>> START

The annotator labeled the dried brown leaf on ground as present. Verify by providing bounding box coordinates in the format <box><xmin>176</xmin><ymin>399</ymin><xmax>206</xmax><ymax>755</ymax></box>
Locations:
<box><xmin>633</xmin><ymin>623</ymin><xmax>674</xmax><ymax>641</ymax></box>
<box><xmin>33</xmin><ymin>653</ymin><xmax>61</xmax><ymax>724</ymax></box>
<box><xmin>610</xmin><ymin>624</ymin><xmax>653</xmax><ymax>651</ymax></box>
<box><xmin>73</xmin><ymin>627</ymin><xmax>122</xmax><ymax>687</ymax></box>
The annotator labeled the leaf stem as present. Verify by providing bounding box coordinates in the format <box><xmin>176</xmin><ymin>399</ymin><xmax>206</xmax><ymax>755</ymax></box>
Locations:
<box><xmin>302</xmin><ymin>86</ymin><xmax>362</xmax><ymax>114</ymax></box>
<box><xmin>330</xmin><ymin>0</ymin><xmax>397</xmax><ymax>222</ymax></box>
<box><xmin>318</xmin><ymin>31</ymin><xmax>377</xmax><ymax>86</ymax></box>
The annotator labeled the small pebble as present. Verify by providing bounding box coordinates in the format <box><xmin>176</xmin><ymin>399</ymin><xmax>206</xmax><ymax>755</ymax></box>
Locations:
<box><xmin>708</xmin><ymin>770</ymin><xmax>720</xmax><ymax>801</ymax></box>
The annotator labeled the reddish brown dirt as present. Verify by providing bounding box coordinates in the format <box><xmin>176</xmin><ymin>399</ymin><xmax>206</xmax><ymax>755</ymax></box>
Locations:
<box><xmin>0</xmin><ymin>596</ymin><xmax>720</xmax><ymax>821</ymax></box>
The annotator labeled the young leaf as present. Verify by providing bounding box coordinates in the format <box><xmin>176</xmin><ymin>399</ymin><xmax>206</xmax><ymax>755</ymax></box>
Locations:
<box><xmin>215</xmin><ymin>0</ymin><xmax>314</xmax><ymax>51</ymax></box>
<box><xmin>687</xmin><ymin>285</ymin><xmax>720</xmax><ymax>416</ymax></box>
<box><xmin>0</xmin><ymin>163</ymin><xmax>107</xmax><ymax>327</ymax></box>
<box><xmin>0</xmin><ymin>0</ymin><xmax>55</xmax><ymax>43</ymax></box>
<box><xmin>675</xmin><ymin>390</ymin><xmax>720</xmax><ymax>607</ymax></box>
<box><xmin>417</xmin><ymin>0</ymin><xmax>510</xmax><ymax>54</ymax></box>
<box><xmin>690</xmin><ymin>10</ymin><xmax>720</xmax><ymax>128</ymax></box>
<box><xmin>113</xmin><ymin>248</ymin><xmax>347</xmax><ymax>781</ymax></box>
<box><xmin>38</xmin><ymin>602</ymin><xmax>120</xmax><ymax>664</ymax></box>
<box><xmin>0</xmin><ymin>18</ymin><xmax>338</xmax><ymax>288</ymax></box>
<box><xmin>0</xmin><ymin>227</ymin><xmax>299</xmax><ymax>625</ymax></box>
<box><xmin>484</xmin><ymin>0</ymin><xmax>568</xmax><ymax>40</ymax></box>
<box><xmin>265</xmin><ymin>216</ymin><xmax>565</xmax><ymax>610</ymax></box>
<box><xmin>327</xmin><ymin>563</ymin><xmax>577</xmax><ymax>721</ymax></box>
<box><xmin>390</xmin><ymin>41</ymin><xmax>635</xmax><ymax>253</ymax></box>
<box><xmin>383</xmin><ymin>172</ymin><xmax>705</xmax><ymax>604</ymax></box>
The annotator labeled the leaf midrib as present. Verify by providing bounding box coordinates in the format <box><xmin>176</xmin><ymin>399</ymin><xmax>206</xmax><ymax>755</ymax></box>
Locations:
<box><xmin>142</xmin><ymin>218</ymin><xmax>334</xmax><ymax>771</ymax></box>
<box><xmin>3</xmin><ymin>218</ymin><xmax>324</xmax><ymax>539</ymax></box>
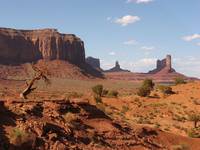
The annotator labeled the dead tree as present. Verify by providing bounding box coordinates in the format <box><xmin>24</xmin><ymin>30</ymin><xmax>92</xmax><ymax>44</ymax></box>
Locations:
<box><xmin>20</xmin><ymin>65</ymin><xmax>50</xmax><ymax>99</ymax></box>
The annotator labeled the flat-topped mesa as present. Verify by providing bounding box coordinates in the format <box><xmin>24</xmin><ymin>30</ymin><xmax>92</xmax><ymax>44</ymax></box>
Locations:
<box><xmin>0</xmin><ymin>28</ymin><xmax>85</xmax><ymax>66</ymax></box>
<box><xmin>104</xmin><ymin>61</ymin><xmax>130</xmax><ymax>72</ymax></box>
<box><xmin>86</xmin><ymin>57</ymin><xmax>102</xmax><ymax>71</ymax></box>
<box><xmin>149</xmin><ymin>55</ymin><xmax>175</xmax><ymax>73</ymax></box>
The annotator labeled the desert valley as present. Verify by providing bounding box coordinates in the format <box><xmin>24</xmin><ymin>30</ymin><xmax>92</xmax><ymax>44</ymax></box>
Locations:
<box><xmin>0</xmin><ymin>28</ymin><xmax>200</xmax><ymax>150</ymax></box>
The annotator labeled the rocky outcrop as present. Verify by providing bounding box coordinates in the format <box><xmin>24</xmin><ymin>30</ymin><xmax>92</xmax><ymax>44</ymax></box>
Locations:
<box><xmin>149</xmin><ymin>55</ymin><xmax>175</xmax><ymax>74</ymax></box>
<box><xmin>104</xmin><ymin>61</ymin><xmax>130</xmax><ymax>72</ymax></box>
<box><xmin>0</xmin><ymin>28</ymin><xmax>85</xmax><ymax>66</ymax></box>
<box><xmin>86</xmin><ymin>57</ymin><xmax>102</xmax><ymax>71</ymax></box>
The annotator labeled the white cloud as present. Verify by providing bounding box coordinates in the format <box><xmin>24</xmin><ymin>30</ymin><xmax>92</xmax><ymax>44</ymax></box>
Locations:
<box><xmin>123</xmin><ymin>39</ymin><xmax>138</xmax><ymax>45</ymax></box>
<box><xmin>115</xmin><ymin>15</ymin><xmax>140</xmax><ymax>26</ymax></box>
<box><xmin>126</xmin><ymin>0</ymin><xmax>153</xmax><ymax>4</ymax></box>
<box><xmin>182</xmin><ymin>34</ymin><xmax>200</xmax><ymax>42</ymax></box>
<box><xmin>109</xmin><ymin>52</ymin><xmax>116</xmax><ymax>56</ymax></box>
<box><xmin>135</xmin><ymin>58</ymin><xmax>157</xmax><ymax>67</ymax></box>
<box><xmin>106</xmin><ymin>17</ymin><xmax>112</xmax><ymax>21</ymax></box>
<box><xmin>141</xmin><ymin>46</ymin><xmax>155</xmax><ymax>51</ymax></box>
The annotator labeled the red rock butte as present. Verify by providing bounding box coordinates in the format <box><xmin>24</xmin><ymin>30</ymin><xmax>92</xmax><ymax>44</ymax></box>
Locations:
<box><xmin>0</xmin><ymin>28</ymin><xmax>85</xmax><ymax>66</ymax></box>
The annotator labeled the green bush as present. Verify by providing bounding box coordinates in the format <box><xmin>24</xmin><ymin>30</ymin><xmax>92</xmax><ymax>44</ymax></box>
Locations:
<box><xmin>174</xmin><ymin>77</ymin><xmax>186</xmax><ymax>85</ymax></box>
<box><xmin>9</xmin><ymin>127</ymin><xmax>36</xmax><ymax>148</ymax></box>
<box><xmin>108</xmin><ymin>90</ymin><xmax>119</xmax><ymax>97</ymax></box>
<box><xmin>187</xmin><ymin>128</ymin><xmax>200</xmax><ymax>138</ymax></box>
<box><xmin>137</xmin><ymin>86</ymin><xmax>151</xmax><ymax>97</ymax></box>
<box><xmin>189</xmin><ymin>114</ymin><xmax>200</xmax><ymax>128</ymax></box>
<box><xmin>92</xmin><ymin>85</ymin><xmax>103</xmax><ymax>97</ymax></box>
<box><xmin>102</xmin><ymin>89</ymin><xmax>108</xmax><ymax>96</ymax></box>
<box><xmin>137</xmin><ymin>79</ymin><xmax>155</xmax><ymax>97</ymax></box>
<box><xmin>142</xmin><ymin>79</ymin><xmax>155</xmax><ymax>90</ymax></box>
<box><xmin>94</xmin><ymin>96</ymin><xmax>102</xmax><ymax>104</ymax></box>
<box><xmin>157</xmin><ymin>85</ymin><xmax>174</xmax><ymax>94</ymax></box>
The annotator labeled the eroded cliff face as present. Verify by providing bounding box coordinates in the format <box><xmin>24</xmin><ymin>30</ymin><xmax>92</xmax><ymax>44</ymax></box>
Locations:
<box><xmin>149</xmin><ymin>55</ymin><xmax>175</xmax><ymax>74</ymax></box>
<box><xmin>0</xmin><ymin>28</ymin><xmax>85</xmax><ymax>66</ymax></box>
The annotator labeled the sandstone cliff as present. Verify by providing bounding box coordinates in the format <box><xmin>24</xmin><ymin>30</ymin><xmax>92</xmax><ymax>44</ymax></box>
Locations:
<box><xmin>0</xmin><ymin>28</ymin><xmax>85</xmax><ymax>66</ymax></box>
<box><xmin>86</xmin><ymin>57</ymin><xmax>102</xmax><ymax>71</ymax></box>
<box><xmin>104</xmin><ymin>61</ymin><xmax>130</xmax><ymax>72</ymax></box>
<box><xmin>149</xmin><ymin>55</ymin><xmax>175</xmax><ymax>74</ymax></box>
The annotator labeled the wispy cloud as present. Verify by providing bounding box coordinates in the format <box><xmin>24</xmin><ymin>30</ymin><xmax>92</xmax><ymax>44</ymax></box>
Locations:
<box><xmin>115</xmin><ymin>15</ymin><xmax>141</xmax><ymax>26</ymax></box>
<box><xmin>109</xmin><ymin>52</ymin><xmax>116</xmax><ymax>56</ymax></box>
<box><xmin>141</xmin><ymin>46</ymin><xmax>155</xmax><ymax>51</ymax></box>
<box><xmin>126</xmin><ymin>0</ymin><xmax>153</xmax><ymax>4</ymax></box>
<box><xmin>123</xmin><ymin>39</ymin><xmax>138</xmax><ymax>45</ymax></box>
<box><xmin>106</xmin><ymin>17</ymin><xmax>112</xmax><ymax>21</ymax></box>
<box><xmin>182</xmin><ymin>34</ymin><xmax>200</xmax><ymax>42</ymax></box>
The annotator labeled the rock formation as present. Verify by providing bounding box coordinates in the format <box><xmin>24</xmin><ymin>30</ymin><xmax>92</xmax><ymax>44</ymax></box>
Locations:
<box><xmin>86</xmin><ymin>57</ymin><xmax>102</xmax><ymax>71</ymax></box>
<box><xmin>149</xmin><ymin>55</ymin><xmax>175</xmax><ymax>74</ymax></box>
<box><xmin>105</xmin><ymin>61</ymin><xmax>130</xmax><ymax>72</ymax></box>
<box><xmin>0</xmin><ymin>28</ymin><xmax>85</xmax><ymax>66</ymax></box>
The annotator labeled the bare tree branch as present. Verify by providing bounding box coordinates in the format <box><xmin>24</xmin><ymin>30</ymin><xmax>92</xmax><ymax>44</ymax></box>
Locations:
<box><xmin>20</xmin><ymin>64</ymin><xmax>51</xmax><ymax>99</ymax></box>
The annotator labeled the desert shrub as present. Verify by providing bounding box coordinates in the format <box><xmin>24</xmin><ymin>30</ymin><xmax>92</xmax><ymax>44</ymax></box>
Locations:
<box><xmin>121</xmin><ymin>106</ymin><xmax>129</xmax><ymax>114</ymax></box>
<box><xmin>187</xmin><ymin>127</ymin><xmax>200</xmax><ymax>138</ymax></box>
<box><xmin>66</xmin><ymin>92</ymin><xmax>83</xmax><ymax>99</ymax></box>
<box><xmin>189</xmin><ymin>113</ymin><xmax>200</xmax><ymax>128</ymax></box>
<box><xmin>137</xmin><ymin>79</ymin><xmax>155</xmax><ymax>97</ymax></box>
<box><xmin>94</xmin><ymin>95</ymin><xmax>102</xmax><ymax>104</ymax></box>
<box><xmin>173</xmin><ymin>144</ymin><xmax>190</xmax><ymax>150</ymax></box>
<box><xmin>142</xmin><ymin>79</ymin><xmax>155</xmax><ymax>90</ymax></box>
<box><xmin>102</xmin><ymin>89</ymin><xmax>108</xmax><ymax>96</ymax></box>
<box><xmin>174</xmin><ymin>77</ymin><xmax>186</xmax><ymax>85</ymax></box>
<box><xmin>157</xmin><ymin>85</ymin><xmax>174</xmax><ymax>94</ymax></box>
<box><xmin>137</xmin><ymin>87</ymin><xmax>151</xmax><ymax>97</ymax></box>
<box><xmin>63</xmin><ymin>112</ymin><xmax>78</xmax><ymax>123</ymax></box>
<box><xmin>193</xmin><ymin>99</ymin><xmax>200</xmax><ymax>105</ymax></box>
<box><xmin>108</xmin><ymin>90</ymin><xmax>119</xmax><ymax>97</ymax></box>
<box><xmin>92</xmin><ymin>84</ymin><xmax>103</xmax><ymax>97</ymax></box>
<box><xmin>9</xmin><ymin>128</ymin><xmax>36</xmax><ymax>147</ymax></box>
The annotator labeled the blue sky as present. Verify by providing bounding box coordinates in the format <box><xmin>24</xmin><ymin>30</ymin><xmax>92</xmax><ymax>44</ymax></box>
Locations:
<box><xmin>0</xmin><ymin>0</ymin><xmax>200</xmax><ymax>77</ymax></box>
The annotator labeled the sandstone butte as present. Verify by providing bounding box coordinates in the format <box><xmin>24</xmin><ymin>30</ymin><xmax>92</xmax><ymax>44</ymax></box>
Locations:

>> END

Nothing but the lines from the one with "The annotator labeled the blue" through the end of the data above should be repeated, each exactly as it stands.

Solution below
The annotator labeled the blue sky as present. Verify by providing bounding box coordinates in the format <box><xmin>24</xmin><ymin>30</ymin><xmax>92</xmax><ymax>44</ymax></box>
Locations:
<box><xmin>0</xmin><ymin>0</ymin><xmax>200</xmax><ymax>77</ymax></box>
The annotator labeled the sandstone butte as present. Verify by providing bounding box coordinates in the format <box><xmin>24</xmin><ymin>30</ymin><xmax>92</xmax><ymax>44</ymax></box>
Locations:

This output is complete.